WHAT NEEDS TO BE DONE
Begin with the line containing "Where can you spot the tree canopy?" and copy each line exactly through the last line of the entries, inclusive.

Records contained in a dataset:
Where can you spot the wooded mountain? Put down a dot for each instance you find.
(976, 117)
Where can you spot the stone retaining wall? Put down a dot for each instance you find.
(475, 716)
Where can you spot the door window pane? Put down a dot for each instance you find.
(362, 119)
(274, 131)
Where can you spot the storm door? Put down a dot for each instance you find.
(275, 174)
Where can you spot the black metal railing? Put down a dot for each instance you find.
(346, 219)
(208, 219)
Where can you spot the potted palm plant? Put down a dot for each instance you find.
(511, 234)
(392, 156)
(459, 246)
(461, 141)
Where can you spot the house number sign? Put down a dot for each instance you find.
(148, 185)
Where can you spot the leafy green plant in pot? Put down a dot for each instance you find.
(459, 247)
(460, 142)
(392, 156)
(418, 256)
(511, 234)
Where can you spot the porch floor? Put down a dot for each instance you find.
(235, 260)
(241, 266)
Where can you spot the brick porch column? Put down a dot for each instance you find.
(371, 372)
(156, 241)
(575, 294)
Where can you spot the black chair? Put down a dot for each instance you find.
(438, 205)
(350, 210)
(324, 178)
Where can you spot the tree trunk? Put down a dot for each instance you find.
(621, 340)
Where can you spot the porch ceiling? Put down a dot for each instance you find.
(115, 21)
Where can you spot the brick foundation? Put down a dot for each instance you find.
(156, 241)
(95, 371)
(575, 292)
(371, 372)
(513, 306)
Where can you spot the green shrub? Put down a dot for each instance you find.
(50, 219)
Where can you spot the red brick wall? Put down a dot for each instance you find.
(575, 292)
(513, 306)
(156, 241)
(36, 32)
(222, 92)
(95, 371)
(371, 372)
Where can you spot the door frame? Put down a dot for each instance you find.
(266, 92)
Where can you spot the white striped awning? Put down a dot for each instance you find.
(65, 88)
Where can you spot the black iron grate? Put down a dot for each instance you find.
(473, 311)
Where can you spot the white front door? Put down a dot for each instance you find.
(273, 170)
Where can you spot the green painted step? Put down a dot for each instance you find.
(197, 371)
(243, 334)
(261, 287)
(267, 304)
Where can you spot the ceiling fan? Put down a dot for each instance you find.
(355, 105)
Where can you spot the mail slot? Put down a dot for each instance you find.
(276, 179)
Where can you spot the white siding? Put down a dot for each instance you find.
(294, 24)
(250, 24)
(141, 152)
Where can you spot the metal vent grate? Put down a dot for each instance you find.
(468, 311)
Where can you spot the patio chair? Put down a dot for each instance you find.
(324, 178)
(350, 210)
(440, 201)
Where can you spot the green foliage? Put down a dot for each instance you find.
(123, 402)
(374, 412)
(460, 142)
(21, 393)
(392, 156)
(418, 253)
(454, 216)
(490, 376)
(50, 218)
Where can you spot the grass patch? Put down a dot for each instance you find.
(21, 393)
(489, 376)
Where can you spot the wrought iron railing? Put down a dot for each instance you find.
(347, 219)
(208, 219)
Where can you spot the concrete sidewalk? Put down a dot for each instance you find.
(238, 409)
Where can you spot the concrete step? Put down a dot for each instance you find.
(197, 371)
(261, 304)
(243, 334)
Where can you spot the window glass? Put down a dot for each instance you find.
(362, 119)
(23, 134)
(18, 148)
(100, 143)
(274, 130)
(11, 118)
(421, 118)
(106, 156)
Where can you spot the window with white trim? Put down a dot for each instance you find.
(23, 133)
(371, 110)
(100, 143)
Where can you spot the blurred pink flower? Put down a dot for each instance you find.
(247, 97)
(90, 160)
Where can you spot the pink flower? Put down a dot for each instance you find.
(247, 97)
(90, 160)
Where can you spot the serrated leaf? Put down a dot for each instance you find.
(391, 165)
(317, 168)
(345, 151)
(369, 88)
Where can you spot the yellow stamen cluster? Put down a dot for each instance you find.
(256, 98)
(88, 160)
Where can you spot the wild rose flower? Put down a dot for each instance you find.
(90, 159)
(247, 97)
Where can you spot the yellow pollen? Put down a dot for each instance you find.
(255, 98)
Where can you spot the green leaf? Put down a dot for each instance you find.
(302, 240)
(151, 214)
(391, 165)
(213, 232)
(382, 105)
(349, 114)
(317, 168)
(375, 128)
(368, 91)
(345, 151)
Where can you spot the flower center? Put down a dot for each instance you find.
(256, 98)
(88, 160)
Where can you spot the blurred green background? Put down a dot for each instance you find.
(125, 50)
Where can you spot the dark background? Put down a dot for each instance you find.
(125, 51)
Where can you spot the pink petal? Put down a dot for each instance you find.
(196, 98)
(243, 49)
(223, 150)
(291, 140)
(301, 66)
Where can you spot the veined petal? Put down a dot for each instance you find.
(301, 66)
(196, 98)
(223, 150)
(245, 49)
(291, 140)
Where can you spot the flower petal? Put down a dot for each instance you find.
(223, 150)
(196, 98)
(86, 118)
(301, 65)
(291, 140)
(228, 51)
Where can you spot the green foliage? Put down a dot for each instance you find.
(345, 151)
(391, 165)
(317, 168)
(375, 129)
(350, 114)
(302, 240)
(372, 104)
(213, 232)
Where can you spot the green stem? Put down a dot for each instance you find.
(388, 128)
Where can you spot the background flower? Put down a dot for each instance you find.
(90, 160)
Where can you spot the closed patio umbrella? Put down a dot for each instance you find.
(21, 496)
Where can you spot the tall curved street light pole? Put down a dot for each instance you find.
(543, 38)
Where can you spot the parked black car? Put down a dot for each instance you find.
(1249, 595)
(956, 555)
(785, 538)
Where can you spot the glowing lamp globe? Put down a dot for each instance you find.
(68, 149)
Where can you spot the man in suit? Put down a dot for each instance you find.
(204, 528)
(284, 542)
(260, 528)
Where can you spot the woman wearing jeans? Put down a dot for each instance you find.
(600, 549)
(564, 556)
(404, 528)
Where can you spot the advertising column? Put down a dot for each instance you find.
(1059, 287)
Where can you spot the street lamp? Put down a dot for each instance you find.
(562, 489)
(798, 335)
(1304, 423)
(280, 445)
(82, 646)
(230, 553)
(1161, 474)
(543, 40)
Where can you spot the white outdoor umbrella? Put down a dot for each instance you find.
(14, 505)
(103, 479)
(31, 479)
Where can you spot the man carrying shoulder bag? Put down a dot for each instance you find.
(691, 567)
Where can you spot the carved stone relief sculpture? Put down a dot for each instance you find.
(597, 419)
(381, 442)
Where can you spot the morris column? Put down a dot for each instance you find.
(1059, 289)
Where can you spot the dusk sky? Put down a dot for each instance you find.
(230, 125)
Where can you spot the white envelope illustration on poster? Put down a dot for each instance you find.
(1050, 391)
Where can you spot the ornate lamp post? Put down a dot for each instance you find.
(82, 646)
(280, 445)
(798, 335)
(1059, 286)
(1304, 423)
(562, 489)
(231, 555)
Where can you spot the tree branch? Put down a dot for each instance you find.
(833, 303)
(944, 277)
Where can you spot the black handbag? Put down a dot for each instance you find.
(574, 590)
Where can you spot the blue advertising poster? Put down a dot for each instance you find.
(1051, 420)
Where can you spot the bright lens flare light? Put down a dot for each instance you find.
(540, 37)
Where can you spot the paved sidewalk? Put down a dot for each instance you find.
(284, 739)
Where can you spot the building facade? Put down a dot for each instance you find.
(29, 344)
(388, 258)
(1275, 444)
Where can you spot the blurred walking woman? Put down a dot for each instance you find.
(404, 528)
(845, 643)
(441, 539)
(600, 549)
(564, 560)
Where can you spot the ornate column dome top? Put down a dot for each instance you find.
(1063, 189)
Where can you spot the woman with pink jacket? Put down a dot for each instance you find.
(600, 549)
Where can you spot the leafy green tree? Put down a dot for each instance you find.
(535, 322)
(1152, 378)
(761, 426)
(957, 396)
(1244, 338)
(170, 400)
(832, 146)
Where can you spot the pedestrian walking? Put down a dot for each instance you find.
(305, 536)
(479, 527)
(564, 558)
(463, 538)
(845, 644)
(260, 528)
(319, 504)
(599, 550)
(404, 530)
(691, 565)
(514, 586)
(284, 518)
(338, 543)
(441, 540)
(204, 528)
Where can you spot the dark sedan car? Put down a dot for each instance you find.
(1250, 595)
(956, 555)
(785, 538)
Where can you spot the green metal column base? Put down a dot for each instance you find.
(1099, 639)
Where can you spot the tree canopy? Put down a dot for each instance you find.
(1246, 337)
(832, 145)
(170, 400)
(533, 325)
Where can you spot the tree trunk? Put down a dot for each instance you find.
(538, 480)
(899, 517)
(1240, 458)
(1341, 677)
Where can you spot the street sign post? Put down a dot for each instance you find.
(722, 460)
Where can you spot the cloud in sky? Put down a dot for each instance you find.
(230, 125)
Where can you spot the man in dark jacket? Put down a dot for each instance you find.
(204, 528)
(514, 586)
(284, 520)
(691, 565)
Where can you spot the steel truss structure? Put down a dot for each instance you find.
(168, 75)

EXERCISE RESPONSE
Where can you spot the tree canopy? Put down a dot for each instance you find.
(1246, 337)
(832, 145)
(170, 400)
(533, 325)
Where can you spot the tree trunk? Put down a dot for each instance you find.
(538, 480)
(899, 517)
(1240, 458)
(1341, 677)
Where can you spot the street sign post? Put down a dot for each instance you find.
(722, 460)
Where can you spot the cloud in sky? Put down a dot for each instance you find.
(230, 125)
Where can you spot the man in dark jacket? Put down a dot for each instance you find.
(204, 528)
(514, 586)
(284, 520)
(691, 565)
Where can you spot the steel truss structure? Put down a dot for each instance you find.
(168, 75)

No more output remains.